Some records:
§ §

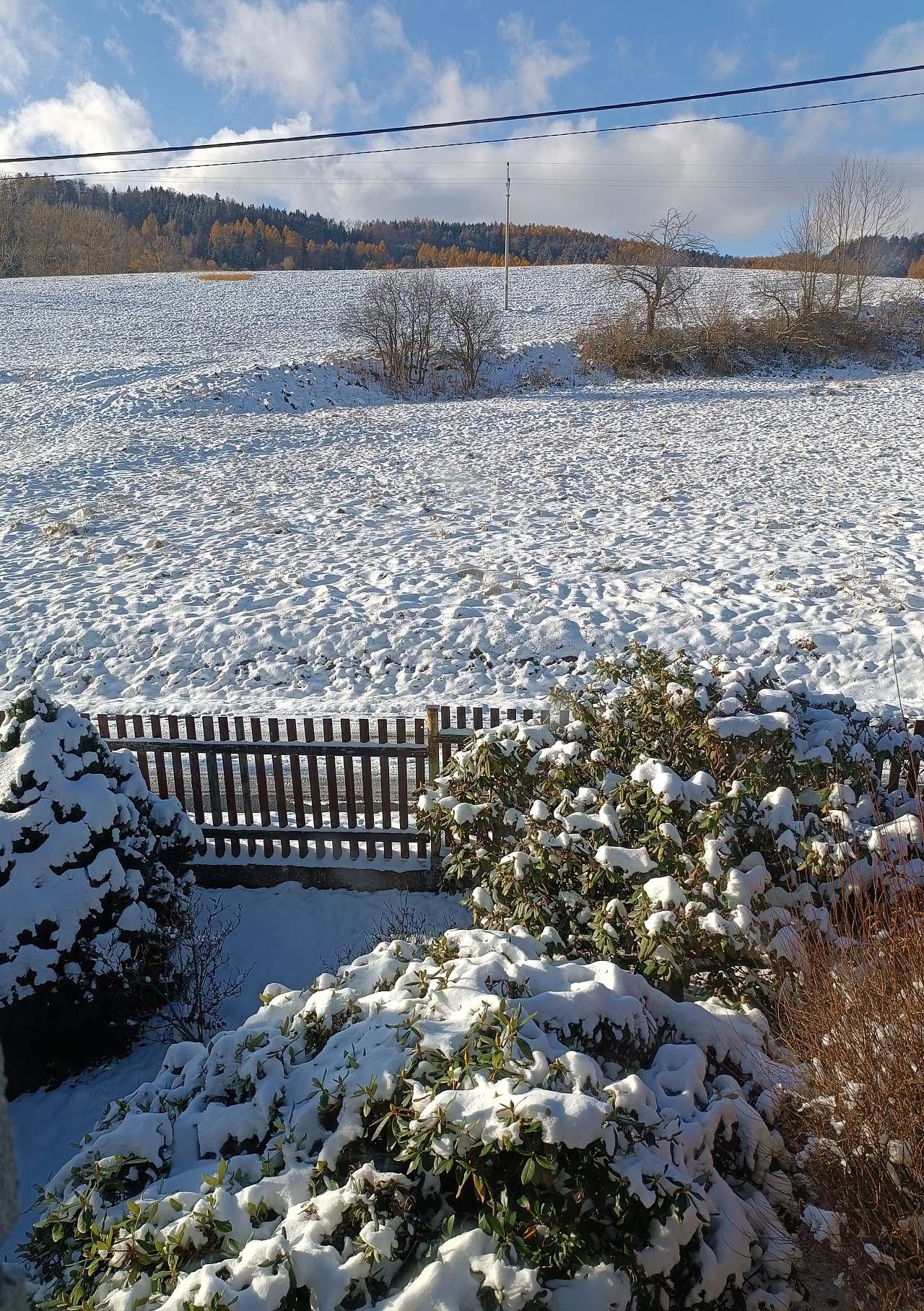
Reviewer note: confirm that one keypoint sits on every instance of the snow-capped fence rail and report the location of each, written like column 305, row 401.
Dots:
column 323, row 792
column 302, row 790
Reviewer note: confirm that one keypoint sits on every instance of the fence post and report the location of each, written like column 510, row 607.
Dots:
column 433, row 770
column 914, row 763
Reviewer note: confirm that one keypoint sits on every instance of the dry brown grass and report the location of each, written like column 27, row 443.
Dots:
column 720, row 342
column 855, row 1020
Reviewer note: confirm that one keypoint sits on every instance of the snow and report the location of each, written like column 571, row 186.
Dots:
column 64, row 798
column 194, row 1108
column 289, row 933
column 199, row 541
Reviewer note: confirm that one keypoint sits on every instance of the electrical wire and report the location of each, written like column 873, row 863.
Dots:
column 471, row 122
column 493, row 141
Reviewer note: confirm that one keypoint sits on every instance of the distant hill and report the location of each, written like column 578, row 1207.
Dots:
column 51, row 226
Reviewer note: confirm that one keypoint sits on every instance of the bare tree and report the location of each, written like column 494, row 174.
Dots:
column 658, row 265
column 201, row 980
column 400, row 319
column 832, row 242
column 474, row 328
column 881, row 209
column 795, row 292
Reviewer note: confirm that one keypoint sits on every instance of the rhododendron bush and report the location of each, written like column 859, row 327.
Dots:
column 686, row 821
column 93, row 881
column 456, row 1125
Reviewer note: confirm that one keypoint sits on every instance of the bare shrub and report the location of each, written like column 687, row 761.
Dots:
column 205, row 976
column 474, row 328
column 716, row 342
column 401, row 922
column 658, row 266
column 855, row 1022
column 400, row 321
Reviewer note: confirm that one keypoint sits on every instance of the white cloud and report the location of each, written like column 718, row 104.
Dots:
column 723, row 64
column 88, row 117
column 299, row 56
column 25, row 40
column 895, row 49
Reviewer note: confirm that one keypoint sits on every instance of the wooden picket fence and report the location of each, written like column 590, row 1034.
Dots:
column 318, row 788
column 323, row 790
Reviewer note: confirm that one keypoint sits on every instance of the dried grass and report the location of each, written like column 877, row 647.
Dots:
column 718, row 341
column 855, row 1020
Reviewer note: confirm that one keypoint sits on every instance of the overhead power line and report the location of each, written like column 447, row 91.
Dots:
column 500, row 141
column 468, row 122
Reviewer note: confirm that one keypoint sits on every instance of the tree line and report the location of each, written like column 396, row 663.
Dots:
column 53, row 226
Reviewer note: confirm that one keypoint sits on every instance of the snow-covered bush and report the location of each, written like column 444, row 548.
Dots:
column 459, row 1125
column 12, row 1293
column 686, row 822
column 93, row 881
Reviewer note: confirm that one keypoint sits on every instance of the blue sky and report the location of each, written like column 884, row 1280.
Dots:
column 97, row 74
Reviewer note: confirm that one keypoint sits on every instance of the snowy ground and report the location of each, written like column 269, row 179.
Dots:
column 287, row 933
column 188, row 522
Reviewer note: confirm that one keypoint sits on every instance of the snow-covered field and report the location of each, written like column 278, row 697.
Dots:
column 287, row 935
column 189, row 522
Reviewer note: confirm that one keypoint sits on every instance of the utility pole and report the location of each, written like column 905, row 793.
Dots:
column 506, row 249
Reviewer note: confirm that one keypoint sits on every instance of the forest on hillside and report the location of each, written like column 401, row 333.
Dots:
column 50, row 226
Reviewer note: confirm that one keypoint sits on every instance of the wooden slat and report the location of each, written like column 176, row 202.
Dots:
column 212, row 776
column 349, row 790
column 247, row 788
column 138, row 729
column 369, row 798
column 445, row 746
column 419, row 778
column 334, row 787
column 298, row 795
column 344, row 835
column 178, row 762
column 401, row 767
column 160, row 759
column 199, row 748
column 385, row 790
column 914, row 762
column 194, row 774
column 263, row 790
column 279, row 790
column 230, row 783
column 315, row 788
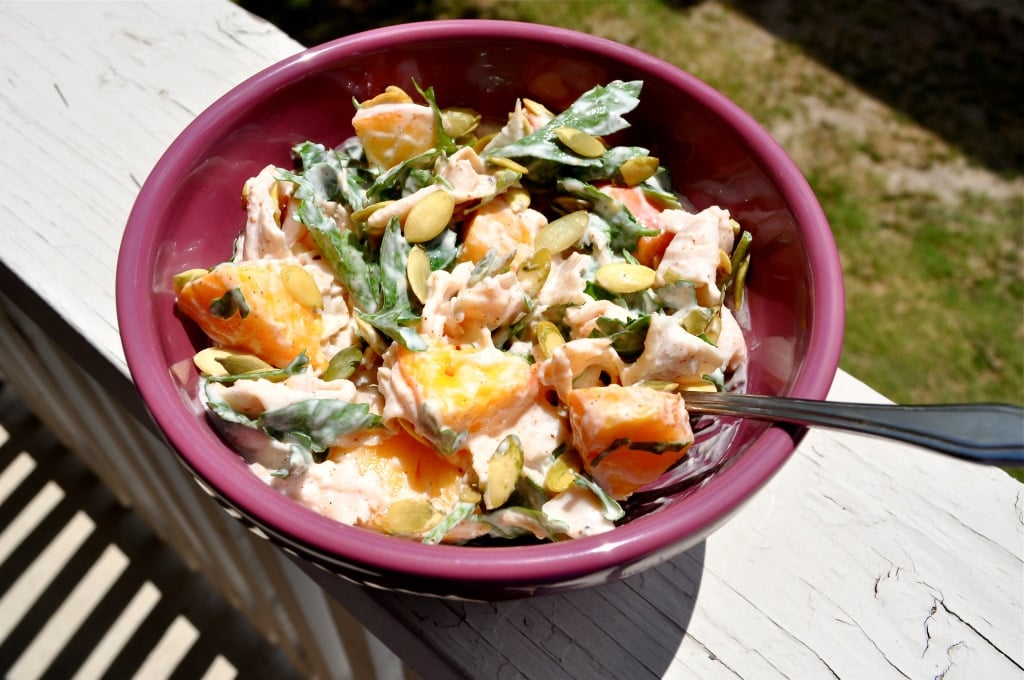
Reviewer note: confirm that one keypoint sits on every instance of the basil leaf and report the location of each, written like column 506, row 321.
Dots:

§ §

__WHAT YOU HAVE TO DO__: Put every line of the material above into a Markdown table with the columns "No." and "Line," numbering the rows and skipping any blank lines. Leave the pictures out of the answer.

__ANSWER TO THIS PROBLEM__:
| No. | Line |
|---|---|
| 1 | Reviewer note: confirm that one keypoint sits on every instance of the snow-capped fence rail and report the location of each, written like column 305, row 401. |
| 2 | Dots: |
| 3 | column 323, row 792 |
| 4 | column 302, row 790 |
| 5 | Reviewer note: confirm that one keypoint sits on every instance of the fence post and report the location of each, written like column 510, row 607. |
| 6 | Dots: |
| 7 | column 433, row 770 |
| 8 | column 914, row 763 |
| 9 | Reviewer note: confirm that one keypoint sits on every instance of the dry brown grass and report the location of each, written like column 27, row 443. |
| 10 | Dots: |
| 11 | column 720, row 342 |
| 12 | column 855, row 1020 |
| 13 | Reviewer note: confirm that one keypoint sits on every instance of the snow and report the location of each, written like column 571, row 186. |
| 14 | Dots: |
| 15 | column 64, row 798 |
| 16 | column 194, row 1108 |
| 17 | column 289, row 933 |
| 18 | column 199, row 541 |
| 19 | Reviewer note: confirm that one keypoint sits on every instance of the electrical wire and report the location of each, written like column 873, row 863. |
| 20 | Dots: |
| 21 | column 471, row 122 |
| 22 | column 493, row 141 |
| 23 | Reviewer note: confirm that one keypoint sits on every instance of the distant hill and report the location of each, written like column 578, row 1207. |
| 24 | Dots: |
| 25 | column 51, row 226 |
| 26 | Reviewer note: confirm that one keypoint sits on every instance of the bare tree and report the location of each, written like column 494, row 174. |
| 27 | Dots: |
| 28 | column 658, row 265 |
| 29 | column 201, row 980 |
| 30 | column 400, row 319 |
| 31 | column 832, row 242 |
| 32 | column 474, row 328 |
| 33 | column 881, row 209 |
| 34 | column 795, row 292 |
| 35 | Reviewer note: confirm that one keypoint sits on every instance of the rhododendron bush and report the location of each, written like column 859, row 327. |
| 36 | Dots: |
| 37 | column 686, row 821 |
| 38 | column 93, row 881 |
| 39 | column 456, row 1125 |
| 40 | Reviewer note: confirm that one keypoint sits on every instance of the bare shrub and report the location of each, written like column 687, row 761. |
| 41 | Dots: |
| 42 | column 205, row 976 |
| 43 | column 474, row 328 |
| 44 | column 716, row 342 |
| 45 | column 401, row 922 |
| 46 | column 658, row 266 |
| 47 | column 855, row 1022 |
| 48 | column 400, row 321 |
| 49 | Reviewer note: confirm that one keypoint sits on every instance of the white cloud and report the location of each, written like column 718, row 104. |
| 50 | Dots: |
| 51 | column 723, row 64 |
| 52 | column 88, row 117 |
| 53 | column 299, row 56 |
| 54 | column 25, row 40 |
| 55 | column 895, row 49 |
| 56 | Reviewer note: confirm that one keypoint sits on every instance of the wooden picket fence and report the location of each, written like column 590, row 1034. |
| 57 | Dots: |
| 58 | column 318, row 788 |
| 59 | column 323, row 790 |
| 60 | Reviewer note: confirm that one keypoint sits on every instance of the dried grass and report the location of each, written like column 877, row 647. |
| 61 | Dots: |
| 62 | column 718, row 341 |
| 63 | column 855, row 1020 |
| 64 | Reviewer note: confirm that one keypoint sits on every instance of the overhead power line and report the location of each, written like column 447, row 91. |
| 65 | Dots: |
| 66 | column 500, row 141 |
| 67 | column 468, row 122 |
| 68 | Reviewer note: confirm that one keypoint sits on every instance of the tree line and report the location of each, written like column 396, row 663. |
| 69 | Dots: |
| 70 | column 53, row 226 |
| 71 | Reviewer note: confirm that one keypoint sits on every instance of the snow-covered bush and report the location of each, written like column 444, row 548. |
| 72 | Dots: |
| 73 | column 459, row 1125 |
| 74 | column 12, row 1293 |
| 75 | column 686, row 822 |
| 76 | column 93, row 881 |
| 77 | Reviewer note: confirm that one keypoint sits on every instance of the blue sky and report the location of each, written like column 884, row 1280. |
| 78 | Dots: |
| 79 | column 97, row 74 |
| 80 | Reviewer note: confirm that one keypoint sits on every instance of the snowy ground and report the location of each, written like column 269, row 179. |
| 81 | Dots: |
| 82 | column 287, row 933 |
| 83 | column 188, row 522 |
| 84 | Reviewer note: confirm that one keypoint sits on every instance of the snow-covered field and report the location of each, written like column 278, row 697. |
| 85 | Dots: |
| 86 | column 287, row 935 |
| 87 | column 189, row 522 |
| 88 | Reviewer note: confirm that one keypoint sits on every instance of the utility pole and report the location of each, written like column 905, row 793. |
| 89 | Dots: |
| 90 | column 506, row 249 |
| 91 | Reviewer note: confirm that one keypoint sits on every instance of the forest on hillside and report the location of each, written like column 401, row 333. |
| 92 | Dots: |
| 93 | column 50, row 226 |
| 94 | Reviewer note: confirm that one keypoint sits on every instance of the wooden slat and report the location of each, written like column 176, row 202. |
| 95 | Dots: |
| 96 | column 212, row 776 |
| 97 | column 349, row 790 |
| 98 | column 247, row 788 |
| 99 | column 138, row 729 |
| 100 | column 369, row 798 |
| 101 | column 445, row 746 |
| 102 | column 419, row 778 |
| 103 | column 334, row 787 |
| 104 | column 298, row 795 |
| 105 | column 344, row 835 |
| 106 | column 178, row 762 |
| 107 | column 401, row 767 |
| 108 | column 160, row 759 |
| 109 | column 199, row 748 |
| 110 | column 385, row 790 |
| 111 | column 914, row 762 |
| 112 | column 194, row 774 |
| 113 | column 263, row 790 |
| 114 | column 279, row 790 |
| 115 | column 230, row 783 |
| 116 | column 315, row 788 |
| 117 | Reviewer note: confirm that one keypoint sits on every instance of the basil leaf and report the location of each, written like column 506, row 321. |
| 118 | Dots: |